[A block of data]
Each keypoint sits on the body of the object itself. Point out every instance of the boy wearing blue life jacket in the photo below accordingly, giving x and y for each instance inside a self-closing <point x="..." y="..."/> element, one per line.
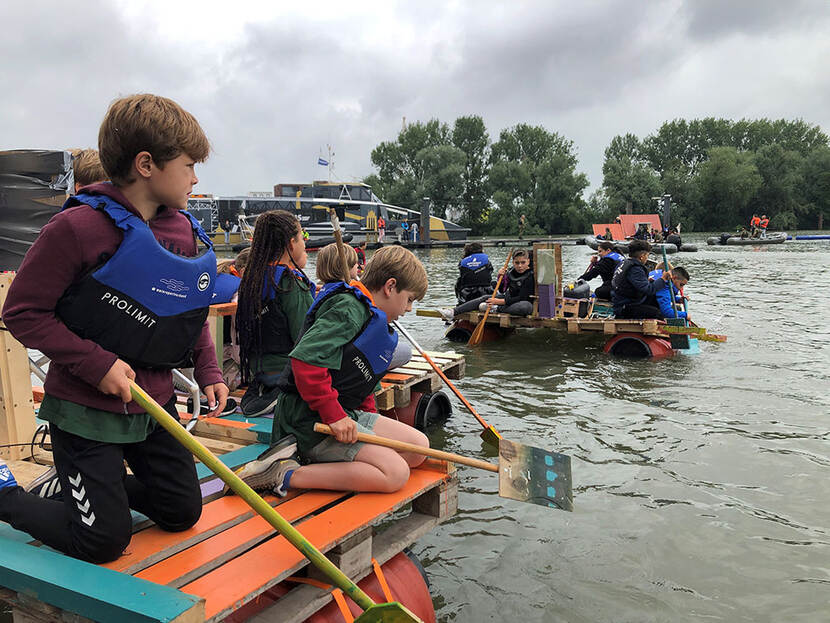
<point x="475" y="274"/>
<point x="346" y="347"/>
<point x="115" y="288"/>
<point x="603" y="265"/>
<point x="669" y="297"/>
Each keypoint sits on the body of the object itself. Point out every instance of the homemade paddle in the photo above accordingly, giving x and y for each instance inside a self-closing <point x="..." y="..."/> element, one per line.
<point x="341" y="250"/>
<point x="525" y="473"/>
<point x="372" y="612"/>
<point x="668" y="283"/>
<point x="478" y="332"/>
<point x="489" y="434"/>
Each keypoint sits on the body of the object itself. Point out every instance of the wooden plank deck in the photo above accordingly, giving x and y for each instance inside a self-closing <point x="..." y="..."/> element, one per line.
<point x="608" y="326"/>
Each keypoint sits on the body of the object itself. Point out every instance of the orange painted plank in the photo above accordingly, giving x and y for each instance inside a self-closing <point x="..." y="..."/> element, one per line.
<point x="152" y="540"/>
<point x="228" y="423"/>
<point x="171" y="569"/>
<point x="394" y="377"/>
<point x="223" y="309"/>
<point x="225" y="588"/>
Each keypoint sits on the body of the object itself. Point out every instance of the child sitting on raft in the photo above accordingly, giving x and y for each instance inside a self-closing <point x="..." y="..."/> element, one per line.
<point x="110" y="244"/>
<point x="516" y="291"/>
<point x="274" y="296"/>
<point x="345" y="348"/>
<point x="475" y="277"/>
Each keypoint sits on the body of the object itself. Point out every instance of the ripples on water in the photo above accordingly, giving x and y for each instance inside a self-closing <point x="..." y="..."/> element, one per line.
<point x="700" y="483"/>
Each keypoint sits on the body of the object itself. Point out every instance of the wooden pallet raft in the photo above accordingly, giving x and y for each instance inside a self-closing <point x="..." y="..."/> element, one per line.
<point x="227" y="560"/>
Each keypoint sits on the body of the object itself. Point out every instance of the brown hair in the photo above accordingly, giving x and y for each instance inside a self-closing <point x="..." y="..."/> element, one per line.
<point x="149" y="123"/>
<point x="86" y="167"/>
<point x="328" y="262"/>
<point x="398" y="263"/>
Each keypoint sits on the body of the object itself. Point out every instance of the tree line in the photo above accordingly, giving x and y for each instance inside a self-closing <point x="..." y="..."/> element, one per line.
<point x="718" y="171"/>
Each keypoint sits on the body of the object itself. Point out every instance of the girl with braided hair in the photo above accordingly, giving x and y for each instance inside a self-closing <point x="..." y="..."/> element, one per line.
<point x="274" y="296"/>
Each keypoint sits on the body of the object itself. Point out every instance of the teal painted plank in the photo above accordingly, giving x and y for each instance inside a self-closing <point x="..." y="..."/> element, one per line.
<point x="233" y="459"/>
<point x="86" y="589"/>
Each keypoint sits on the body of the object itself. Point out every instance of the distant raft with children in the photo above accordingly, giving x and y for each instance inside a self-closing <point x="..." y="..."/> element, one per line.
<point x="571" y="307"/>
<point x="622" y="245"/>
<point x="727" y="239"/>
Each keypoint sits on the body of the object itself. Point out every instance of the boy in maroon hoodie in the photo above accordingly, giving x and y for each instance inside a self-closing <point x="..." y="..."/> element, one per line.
<point x="113" y="289"/>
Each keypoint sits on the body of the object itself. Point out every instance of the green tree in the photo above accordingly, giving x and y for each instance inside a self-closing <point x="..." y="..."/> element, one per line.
<point x="533" y="172"/>
<point x="628" y="181"/>
<point x="470" y="136"/>
<point x="727" y="183"/>
<point x="400" y="163"/>
<point x="780" y="194"/>
<point x="442" y="177"/>
<point x="816" y="171"/>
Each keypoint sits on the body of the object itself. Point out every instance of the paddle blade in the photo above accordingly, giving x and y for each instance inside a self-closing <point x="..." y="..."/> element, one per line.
<point x="534" y="475"/>
<point x="491" y="436"/>
<point x="478" y="333"/>
<point x="392" y="612"/>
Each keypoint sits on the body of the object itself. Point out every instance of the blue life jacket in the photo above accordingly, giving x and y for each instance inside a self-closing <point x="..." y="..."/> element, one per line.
<point x="666" y="297"/>
<point x="226" y="287"/>
<point x="622" y="291"/>
<point x="366" y="357"/>
<point x="276" y="334"/>
<point x="145" y="304"/>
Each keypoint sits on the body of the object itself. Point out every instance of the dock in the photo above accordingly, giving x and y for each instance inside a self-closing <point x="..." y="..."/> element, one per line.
<point x="231" y="566"/>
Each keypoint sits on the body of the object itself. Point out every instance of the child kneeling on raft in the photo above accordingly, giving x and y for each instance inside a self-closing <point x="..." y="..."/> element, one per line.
<point x="114" y="289"/>
<point x="335" y="368"/>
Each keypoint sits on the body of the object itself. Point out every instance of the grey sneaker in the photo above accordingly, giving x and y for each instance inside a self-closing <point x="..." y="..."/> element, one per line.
<point x="282" y="467"/>
<point x="46" y="485"/>
<point x="265" y="471"/>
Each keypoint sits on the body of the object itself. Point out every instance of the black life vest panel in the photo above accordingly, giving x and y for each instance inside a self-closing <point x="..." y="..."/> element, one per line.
<point x="515" y="281"/>
<point x="145" y="304"/>
<point x="623" y="293"/>
<point x="366" y="357"/>
<point x="226" y="287"/>
<point x="276" y="336"/>
<point x="475" y="270"/>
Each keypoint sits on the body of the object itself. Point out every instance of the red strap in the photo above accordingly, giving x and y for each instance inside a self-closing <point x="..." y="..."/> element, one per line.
<point x="382" y="580"/>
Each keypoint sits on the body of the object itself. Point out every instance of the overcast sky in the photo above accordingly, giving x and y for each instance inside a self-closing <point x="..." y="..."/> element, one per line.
<point x="272" y="83"/>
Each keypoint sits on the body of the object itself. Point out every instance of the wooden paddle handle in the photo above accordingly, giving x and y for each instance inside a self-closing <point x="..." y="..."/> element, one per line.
<point x="402" y="446"/>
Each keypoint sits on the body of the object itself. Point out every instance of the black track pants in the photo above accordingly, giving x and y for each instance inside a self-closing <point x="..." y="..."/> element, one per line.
<point x="93" y="520"/>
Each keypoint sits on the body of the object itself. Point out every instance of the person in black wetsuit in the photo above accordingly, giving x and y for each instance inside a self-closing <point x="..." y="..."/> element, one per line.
<point x="517" y="289"/>
<point x="603" y="265"/>
<point x="632" y="294"/>
<point x="475" y="274"/>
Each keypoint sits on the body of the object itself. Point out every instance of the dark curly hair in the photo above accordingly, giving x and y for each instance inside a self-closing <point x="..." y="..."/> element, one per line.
<point x="272" y="234"/>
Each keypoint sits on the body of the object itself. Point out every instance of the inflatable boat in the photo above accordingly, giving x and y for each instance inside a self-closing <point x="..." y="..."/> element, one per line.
<point x="735" y="240"/>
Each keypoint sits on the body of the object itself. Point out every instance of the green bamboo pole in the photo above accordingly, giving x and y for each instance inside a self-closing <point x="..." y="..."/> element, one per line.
<point x="251" y="497"/>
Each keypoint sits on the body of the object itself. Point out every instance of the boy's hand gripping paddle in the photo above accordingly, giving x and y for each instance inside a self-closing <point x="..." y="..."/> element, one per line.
<point x="525" y="473"/>
<point x="478" y="332"/>
<point x="393" y="612"/>
<point x="489" y="434"/>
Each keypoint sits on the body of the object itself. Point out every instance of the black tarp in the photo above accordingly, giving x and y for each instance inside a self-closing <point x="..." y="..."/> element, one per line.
<point x="33" y="187"/>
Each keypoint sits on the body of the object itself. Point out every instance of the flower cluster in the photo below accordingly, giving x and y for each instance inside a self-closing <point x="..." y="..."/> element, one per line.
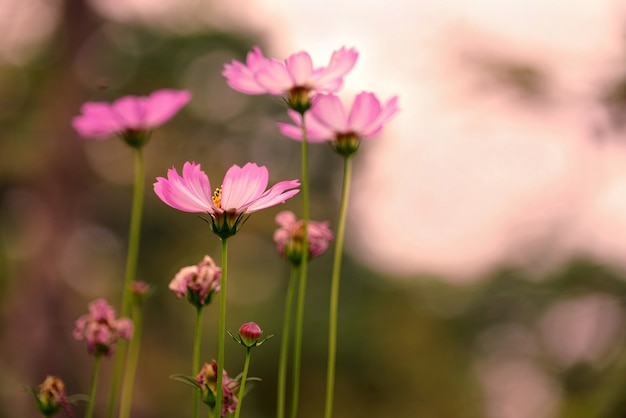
<point x="198" y="283"/>
<point x="317" y="115"/>
<point x="100" y="329"/>
<point x="290" y="234"/>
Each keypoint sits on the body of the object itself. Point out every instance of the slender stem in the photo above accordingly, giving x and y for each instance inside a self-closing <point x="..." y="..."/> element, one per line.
<point x="222" y="331"/>
<point x="334" y="288"/>
<point x="129" y="277"/>
<point x="195" y="363"/>
<point x="132" y="358"/>
<point x="94" y="385"/>
<point x="297" y="352"/>
<point x="242" y="388"/>
<point x="284" y="344"/>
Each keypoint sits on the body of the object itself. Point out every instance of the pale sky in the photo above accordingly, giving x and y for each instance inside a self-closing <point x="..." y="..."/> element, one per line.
<point x="467" y="176"/>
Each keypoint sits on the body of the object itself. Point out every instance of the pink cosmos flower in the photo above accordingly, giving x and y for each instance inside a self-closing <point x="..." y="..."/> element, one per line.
<point x="296" y="77"/>
<point x="242" y="192"/>
<point x="207" y="381"/>
<point x="130" y="114"/>
<point x="198" y="283"/>
<point x="329" y="120"/>
<point x="101" y="329"/>
<point x="288" y="237"/>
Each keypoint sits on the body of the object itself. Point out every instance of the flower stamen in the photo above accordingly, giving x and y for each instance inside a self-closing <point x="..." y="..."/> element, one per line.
<point x="217" y="197"/>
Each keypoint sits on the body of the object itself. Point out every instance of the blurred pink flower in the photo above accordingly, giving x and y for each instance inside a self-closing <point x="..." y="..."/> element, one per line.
<point x="207" y="381"/>
<point x="198" y="283"/>
<point x="288" y="237"/>
<point x="101" y="329"/>
<point x="242" y="192"/>
<point x="50" y="397"/>
<point x="295" y="76"/>
<point x="329" y="120"/>
<point x="129" y="114"/>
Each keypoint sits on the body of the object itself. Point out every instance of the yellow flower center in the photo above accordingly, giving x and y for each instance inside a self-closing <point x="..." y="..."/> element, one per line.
<point x="217" y="197"/>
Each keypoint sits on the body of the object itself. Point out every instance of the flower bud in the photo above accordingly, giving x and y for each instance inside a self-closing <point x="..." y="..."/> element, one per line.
<point x="250" y="333"/>
<point x="198" y="283"/>
<point x="207" y="382"/>
<point x="50" y="396"/>
<point x="290" y="235"/>
<point x="100" y="329"/>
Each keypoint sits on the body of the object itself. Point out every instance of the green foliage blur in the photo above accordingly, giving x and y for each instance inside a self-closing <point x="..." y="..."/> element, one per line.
<point x="417" y="347"/>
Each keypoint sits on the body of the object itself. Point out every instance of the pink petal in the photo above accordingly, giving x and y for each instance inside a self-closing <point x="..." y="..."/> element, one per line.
<point x="329" y="111"/>
<point x="162" y="105"/>
<point x="243" y="186"/>
<point x="278" y="193"/>
<point x="330" y="78"/>
<point x="189" y="193"/>
<point x="389" y="109"/>
<point x="285" y="219"/>
<point x="300" y="67"/>
<point x="365" y="110"/>
<point x="274" y="77"/>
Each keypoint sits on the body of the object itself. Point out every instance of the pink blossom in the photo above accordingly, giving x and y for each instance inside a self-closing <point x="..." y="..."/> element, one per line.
<point x="288" y="237"/>
<point x="295" y="76"/>
<point x="329" y="120"/>
<point x="198" y="283"/>
<point x="207" y="381"/>
<point x="242" y="192"/>
<point x="101" y="329"/>
<point x="129" y="114"/>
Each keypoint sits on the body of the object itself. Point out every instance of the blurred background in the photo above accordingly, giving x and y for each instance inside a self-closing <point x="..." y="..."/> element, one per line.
<point x="485" y="269"/>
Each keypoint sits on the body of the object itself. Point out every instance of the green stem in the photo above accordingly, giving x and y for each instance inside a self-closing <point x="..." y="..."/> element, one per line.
<point x="242" y="388"/>
<point x="297" y="352"/>
<point x="334" y="288"/>
<point x="132" y="358"/>
<point x="284" y="344"/>
<point x="222" y="331"/>
<point x="93" y="385"/>
<point x="129" y="277"/>
<point x="195" y="363"/>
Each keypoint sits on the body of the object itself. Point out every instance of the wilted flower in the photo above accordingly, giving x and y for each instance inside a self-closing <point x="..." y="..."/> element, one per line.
<point x="101" y="329"/>
<point x="329" y="121"/>
<point x="288" y="237"/>
<point x="242" y="192"/>
<point x="50" y="397"/>
<point x="198" y="283"/>
<point x="295" y="77"/>
<point x="207" y="381"/>
<point x="131" y="117"/>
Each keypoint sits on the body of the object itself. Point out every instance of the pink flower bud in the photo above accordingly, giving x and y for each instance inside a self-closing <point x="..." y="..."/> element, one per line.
<point x="290" y="234"/>
<point x="250" y="333"/>
<point x="100" y="329"/>
<point x="198" y="283"/>
<point x="207" y="381"/>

Aim of the task
Copy out the lines starting at the one containing "of the wilted" and ending with the last line of the entries. Include nothing else.

Result
Each keypoint sits on the body of the object itself. Point out every instance of the wilted flower in the photo above accordingly, giving x and y for each instance inside a self-closing <point x="..." y="..."/> element, one per line.
<point x="101" y="329"/>
<point x="329" y="121"/>
<point x="288" y="237"/>
<point x="242" y="192"/>
<point x="50" y="397"/>
<point x="198" y="283"/>
<point x="295" y="77"/>
<point x="207" y="381"/>
<point x="131" y="117"/>
Each keypoint sits on the body of the object itself. Point out every instance of the pink flower bud in the photo above accordingly, giving x and y for each instance inside a self-closing <point x="..." y="..."/> element, one per line.
<point x="290" y="234"/>
<point x="250" y="333"/>
<point x="100" y="329"/>
<point x="198" y="283"/>
<point x="207" y="381"/>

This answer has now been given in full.